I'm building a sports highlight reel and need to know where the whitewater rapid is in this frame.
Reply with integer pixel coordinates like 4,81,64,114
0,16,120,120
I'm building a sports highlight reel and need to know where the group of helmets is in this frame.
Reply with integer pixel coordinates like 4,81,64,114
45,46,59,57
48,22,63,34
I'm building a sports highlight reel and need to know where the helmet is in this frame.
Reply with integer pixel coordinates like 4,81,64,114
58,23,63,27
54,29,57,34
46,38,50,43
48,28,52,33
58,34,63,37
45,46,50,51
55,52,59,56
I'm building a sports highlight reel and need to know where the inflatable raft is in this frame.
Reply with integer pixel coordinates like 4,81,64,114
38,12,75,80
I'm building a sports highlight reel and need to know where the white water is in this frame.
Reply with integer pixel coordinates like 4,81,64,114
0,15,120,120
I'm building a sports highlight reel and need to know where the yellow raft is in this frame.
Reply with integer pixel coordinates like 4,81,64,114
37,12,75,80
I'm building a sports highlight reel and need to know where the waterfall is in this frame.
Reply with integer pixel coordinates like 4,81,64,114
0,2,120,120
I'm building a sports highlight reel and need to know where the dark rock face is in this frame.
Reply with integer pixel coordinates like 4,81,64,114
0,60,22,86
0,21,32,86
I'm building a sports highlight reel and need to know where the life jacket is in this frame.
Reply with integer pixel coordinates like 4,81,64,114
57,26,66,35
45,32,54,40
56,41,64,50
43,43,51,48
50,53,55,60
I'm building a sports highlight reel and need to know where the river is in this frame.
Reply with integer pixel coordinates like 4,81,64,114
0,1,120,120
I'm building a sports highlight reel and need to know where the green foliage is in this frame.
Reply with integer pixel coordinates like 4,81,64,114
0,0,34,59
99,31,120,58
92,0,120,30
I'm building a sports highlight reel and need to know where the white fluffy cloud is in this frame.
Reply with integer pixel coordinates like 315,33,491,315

----

* _Task goal_:
Write out the listing above again, replacing "sports highlight reel" with "nature documentary" each time it appears and leaving everything else unchanged.

* _Expected answer_:
I'm building a nature documentary and need to know where the whitewater rapid is in this frame.
Reply with integer pixel coordinates like 4,81,64,114
0,16,120,120
I'm building a nature documentary and need to know where the group of helmets is in this frame.
Reply with integer pixel coordinates like 4,81,64,114
45,46,59,57
48,22,63,34
I'm building a nature documentary and need to know where the helmet is in this frame.
Reply with integer pixel coordinates like 4,81,64,114
58,23,63,27
54,29,57,34
46,38,50,43
48,28,52,33
58,34,63,37
45,46,50,51
55,52,59,56
I'm building a nature documentary and need to know where the inflatable raft is in this frame.
Reply with integer pixel coordinates like 4,81,64,114
38,12,75,80
I'm building a nature documentary and need to know where the white water is in this frame.
Reply with integer pixel coordinates like 4,81,64,114
0,15,120,120
I'm building a nature documentary and need to know where the yellow raft is in this frame.
Reply with integer pixel coordinates like 4,81,64,114
37,12,75,80
I'm building a nature documentary and need to know where the waterfall is in this frame.
Reply with integer pixel coordinates like 4,81,64,114
0,2,120,120
I'm building a nature documentary and need to know where the dark rock face is in this frame.
Reply with integer pixel coordinates like 4,81,64,114
0,60,22,86
0,21,32,86
I'm building a nature documentary and need to know where the life jacket is in this frame.
Reply with integer pixel coordinates like 4,81,64,114
57,26,66,35
45,32,54,40
56,41,64,50
43,43,51,48
50,53,55,60
I'm building a nature documentary and need to know where the river is in this frame.
Reply with integer pixel coordinates like 4,81,64,114
0,1,120,120
I'm building a nature documentary and need to know where the green foliage is in this frame.
Reply with integer pixel coordinates like 4,81,64,114
0,0,34,59
99,31,120,58
92,0,120,30
I'm building a nature documentary and need to know where the white fluffy cloud is in this frame.
Reply with integer pixel coordinates like 315,33,491,315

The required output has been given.